Challenges:
1. Copy the passage on male vanity and baldness verbatim, from "Any attempt, whatsoever, to" up to and including "insane with worry.".
2. Write the next part of the passage on male vanity and baldness, starting after its final sentence.

Men who wear ‘product’ in their hair, whatever the hell that is. Poofs. Men who put on suncream in England. Poofs. Men who have combs or hairdryers. Poofs. Men who wash their cars. Poofs. Men in sandals. Poofs. Men who go to the dentist when they don’t have toothache. Poofs.

Men who take vitamin tablets. Raving poofs. And backs to the wall, everyone: there’s a jogger in the room.

Any attempt, whatsoever, to delay the visible signs of old age is met with a torrent of barracking and cruel jibes. And rightly so.

I wear clothes so that people cannot see my genitals. I have a stomach like a Space Hopper because I like eating food. My teeth are yellow because I drink 100 cups of coffee a day. My hair is cut with scissors. My bathroom scales are broken. I haven’t combed my hair since I was 12, and I last washed a car in 1979.

I’d like, therefore, to say that I’m all man, but in my heart of hearts I know this to be untrue. Because a huge hole has appeared in the back of my hair and it’s driving me insane with worry.

Baldness is bad enough when it appears from the front, but when it starts at the back, creating a big pink crater, it looks stupid. And what makes it worse is that the mirror lies. It tells you that you still have a full rug. It tells you that all is well. Your hole is as invisible as the hole in the ozone layer, but you know it’s there all right, like a huge crop-circle, amusing people who sit behind you in cinemas.

Extracted records:

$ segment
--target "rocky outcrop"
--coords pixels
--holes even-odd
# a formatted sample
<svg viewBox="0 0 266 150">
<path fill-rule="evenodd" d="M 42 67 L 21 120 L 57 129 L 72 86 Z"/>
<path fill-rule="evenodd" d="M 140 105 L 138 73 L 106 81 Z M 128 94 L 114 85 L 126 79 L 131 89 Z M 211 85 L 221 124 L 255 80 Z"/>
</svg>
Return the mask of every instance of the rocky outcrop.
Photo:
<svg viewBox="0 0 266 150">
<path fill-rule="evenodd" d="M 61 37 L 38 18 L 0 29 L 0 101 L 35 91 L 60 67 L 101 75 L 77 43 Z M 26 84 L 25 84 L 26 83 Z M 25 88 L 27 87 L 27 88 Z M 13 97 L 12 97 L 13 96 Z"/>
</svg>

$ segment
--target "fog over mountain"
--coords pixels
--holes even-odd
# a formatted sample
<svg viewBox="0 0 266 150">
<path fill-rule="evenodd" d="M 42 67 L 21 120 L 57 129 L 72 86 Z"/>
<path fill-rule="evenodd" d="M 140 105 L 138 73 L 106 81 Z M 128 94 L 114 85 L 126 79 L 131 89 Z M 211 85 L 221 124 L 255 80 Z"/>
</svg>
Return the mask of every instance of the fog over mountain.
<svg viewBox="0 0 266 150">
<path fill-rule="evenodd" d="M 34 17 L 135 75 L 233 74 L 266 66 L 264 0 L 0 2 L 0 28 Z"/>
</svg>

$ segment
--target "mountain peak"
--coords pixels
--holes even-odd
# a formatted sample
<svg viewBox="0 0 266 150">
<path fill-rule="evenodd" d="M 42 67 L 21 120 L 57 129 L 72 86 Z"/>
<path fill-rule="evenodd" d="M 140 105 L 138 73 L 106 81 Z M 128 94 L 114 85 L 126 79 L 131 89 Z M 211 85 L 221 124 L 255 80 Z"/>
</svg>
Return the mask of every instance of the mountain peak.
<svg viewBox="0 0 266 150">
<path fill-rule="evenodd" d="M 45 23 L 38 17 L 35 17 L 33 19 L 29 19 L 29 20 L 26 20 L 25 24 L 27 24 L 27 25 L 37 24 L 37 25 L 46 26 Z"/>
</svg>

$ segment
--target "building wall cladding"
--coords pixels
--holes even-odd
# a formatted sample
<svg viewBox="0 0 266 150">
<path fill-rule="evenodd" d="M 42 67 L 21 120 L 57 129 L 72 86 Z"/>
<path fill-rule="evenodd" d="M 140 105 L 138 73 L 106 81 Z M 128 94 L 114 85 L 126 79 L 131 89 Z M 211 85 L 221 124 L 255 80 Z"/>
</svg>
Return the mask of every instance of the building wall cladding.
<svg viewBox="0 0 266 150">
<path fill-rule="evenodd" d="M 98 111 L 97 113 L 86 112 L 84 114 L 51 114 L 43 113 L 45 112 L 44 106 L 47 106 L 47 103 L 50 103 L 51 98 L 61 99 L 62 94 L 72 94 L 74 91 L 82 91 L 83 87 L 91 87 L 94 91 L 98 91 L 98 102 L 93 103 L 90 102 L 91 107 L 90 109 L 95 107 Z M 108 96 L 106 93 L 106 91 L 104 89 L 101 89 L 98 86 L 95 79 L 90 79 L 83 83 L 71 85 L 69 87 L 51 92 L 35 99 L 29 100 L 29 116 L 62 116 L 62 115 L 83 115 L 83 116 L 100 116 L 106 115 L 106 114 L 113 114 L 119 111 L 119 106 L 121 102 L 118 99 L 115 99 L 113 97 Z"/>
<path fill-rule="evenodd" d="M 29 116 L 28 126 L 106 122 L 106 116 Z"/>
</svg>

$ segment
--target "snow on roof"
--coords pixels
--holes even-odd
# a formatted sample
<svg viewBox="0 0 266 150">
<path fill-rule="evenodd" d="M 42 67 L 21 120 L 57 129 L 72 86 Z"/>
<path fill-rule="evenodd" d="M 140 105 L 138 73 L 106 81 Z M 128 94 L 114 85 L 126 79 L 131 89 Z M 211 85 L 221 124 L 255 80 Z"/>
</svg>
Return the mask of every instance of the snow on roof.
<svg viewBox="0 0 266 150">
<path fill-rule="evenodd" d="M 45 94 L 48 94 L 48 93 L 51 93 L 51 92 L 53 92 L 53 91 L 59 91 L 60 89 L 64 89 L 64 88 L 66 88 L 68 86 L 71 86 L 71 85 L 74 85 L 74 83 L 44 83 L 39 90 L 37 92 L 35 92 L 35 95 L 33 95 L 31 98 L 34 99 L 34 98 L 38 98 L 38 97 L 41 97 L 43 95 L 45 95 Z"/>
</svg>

Outputs by task:
1.
Any attempt, whatsoever, to delay the visible signs of old age is met with a torrent of barracking and cruel jibes. And rightly so.

I wear clothes so that people cannot see my genitals. I have a stomach like a Space Hopper because I like eating food. My teeth are yellow because I drink 100 cups of coffee a day. My hair is cut with scissors. My bathroom scales are broken. I haven’t combed my hair since I was 12, and I last washed a car in 1979.

I’d like, therefore, to say that I’m all man, but in my heart of hearts I know this to be untrue. Because a huge hole has appeared in the back of my hair and it’s driving me insane with worry.

2.
Last weekend, a girl at a party tried to reassure me, saying that bald men smell nicer than those with a full crop. To demonstrate the point, she sniffed the shiny pate of Shaun Woodward, who happened to be near by, and declared the aroma to be ‘lovely’. Whereas what’s left of my curly top, she said, was ‘horrid’. So much for the morning-pine goodness of my jojoba-tree shampoo.

I wasn’t fooled, though. I know that baldness has to be masked. But how? I could go down the Dylan Jones route and give myself a number one. But then Dylan is editor of
GQ
magazine, and as such must be a poof.

Nothing works. Have a hair transplant, and you end up with something that looks like a Scottish forest on your head. Go for a scrape-over and you’re marooned in your house every time there’s a light breeze. And as for the wig? Forget it. Elton John has all the money in the world, and he still looks like he has a Huguenot carpet tile on his bonce.

If men were women, someone from Alberto Balsam would have thought of a cure for this terrible affiction. But we’re not. So they haven’t. I have, though. Simply hide your barnet under a car.

Plainly, if you’re the sort of person who worries about hair loss, there is a trace of vanity, a hint of poofery in your make-up, so it needs to be something with a bit of panache and pizzazz. Though, obviously, it can’t be a convertible.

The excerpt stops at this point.